Copy every line of the data that includes the string "instance".

#### Input data:

_ _ _

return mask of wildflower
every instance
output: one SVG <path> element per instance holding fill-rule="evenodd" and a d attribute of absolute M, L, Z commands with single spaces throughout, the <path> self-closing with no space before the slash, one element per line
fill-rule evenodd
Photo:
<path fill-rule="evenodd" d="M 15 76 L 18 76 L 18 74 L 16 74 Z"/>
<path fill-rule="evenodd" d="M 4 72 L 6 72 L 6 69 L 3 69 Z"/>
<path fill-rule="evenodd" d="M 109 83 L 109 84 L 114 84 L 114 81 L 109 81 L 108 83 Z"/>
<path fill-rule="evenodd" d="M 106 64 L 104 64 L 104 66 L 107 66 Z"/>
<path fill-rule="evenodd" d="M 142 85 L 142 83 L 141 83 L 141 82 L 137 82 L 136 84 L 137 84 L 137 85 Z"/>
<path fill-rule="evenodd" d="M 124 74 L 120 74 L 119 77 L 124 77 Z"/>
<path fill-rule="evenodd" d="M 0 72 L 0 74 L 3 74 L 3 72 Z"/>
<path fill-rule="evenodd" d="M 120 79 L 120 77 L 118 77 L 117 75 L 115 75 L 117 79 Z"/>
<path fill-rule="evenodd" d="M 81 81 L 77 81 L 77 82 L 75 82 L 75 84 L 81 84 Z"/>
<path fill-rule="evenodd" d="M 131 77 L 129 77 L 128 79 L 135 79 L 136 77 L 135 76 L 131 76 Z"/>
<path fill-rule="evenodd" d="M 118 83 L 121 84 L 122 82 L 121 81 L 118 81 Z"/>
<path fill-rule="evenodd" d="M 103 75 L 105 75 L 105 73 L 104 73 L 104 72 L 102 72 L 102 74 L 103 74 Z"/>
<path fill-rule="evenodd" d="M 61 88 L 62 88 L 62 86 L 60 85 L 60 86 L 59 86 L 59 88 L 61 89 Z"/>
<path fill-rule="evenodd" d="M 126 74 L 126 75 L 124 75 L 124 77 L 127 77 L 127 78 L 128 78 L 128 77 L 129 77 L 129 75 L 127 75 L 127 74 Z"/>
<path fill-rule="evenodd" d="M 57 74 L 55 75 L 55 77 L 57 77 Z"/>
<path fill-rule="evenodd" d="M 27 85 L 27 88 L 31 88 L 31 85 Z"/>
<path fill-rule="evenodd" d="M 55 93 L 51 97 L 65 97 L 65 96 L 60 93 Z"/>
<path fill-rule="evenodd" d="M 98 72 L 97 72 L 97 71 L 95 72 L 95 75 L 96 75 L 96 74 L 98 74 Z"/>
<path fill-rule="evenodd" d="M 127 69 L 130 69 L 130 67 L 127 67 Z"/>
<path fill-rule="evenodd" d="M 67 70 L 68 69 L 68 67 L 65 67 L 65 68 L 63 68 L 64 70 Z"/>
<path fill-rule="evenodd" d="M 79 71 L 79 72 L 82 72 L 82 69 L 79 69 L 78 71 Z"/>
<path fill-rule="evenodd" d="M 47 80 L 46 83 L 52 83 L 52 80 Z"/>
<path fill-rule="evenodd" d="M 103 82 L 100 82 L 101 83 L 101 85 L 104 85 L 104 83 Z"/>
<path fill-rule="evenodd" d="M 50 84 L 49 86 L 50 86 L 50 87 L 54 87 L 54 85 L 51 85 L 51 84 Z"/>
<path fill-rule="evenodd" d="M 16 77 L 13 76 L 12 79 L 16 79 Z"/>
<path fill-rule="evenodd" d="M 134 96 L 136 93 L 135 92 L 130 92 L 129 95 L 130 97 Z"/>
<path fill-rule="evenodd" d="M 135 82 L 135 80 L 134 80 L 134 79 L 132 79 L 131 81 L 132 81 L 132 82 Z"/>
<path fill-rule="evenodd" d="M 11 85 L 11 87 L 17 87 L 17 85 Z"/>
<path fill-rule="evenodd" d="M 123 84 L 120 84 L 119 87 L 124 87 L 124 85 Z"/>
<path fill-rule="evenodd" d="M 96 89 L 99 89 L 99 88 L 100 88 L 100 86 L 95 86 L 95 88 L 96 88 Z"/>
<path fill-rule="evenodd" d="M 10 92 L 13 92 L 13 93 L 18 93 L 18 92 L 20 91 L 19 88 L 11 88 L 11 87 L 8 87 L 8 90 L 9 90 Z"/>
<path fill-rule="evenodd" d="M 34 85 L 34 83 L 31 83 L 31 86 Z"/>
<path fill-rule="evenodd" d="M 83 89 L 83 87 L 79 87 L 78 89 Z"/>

_ _ _

#### Expected output:
every instance
output: one SVG <path> element per instance holding fill-rule="evenodd" and a d attribute of absolute M, L, Z commands with single spaces throughout, the <path> self-closing with no space before the slash, one element per line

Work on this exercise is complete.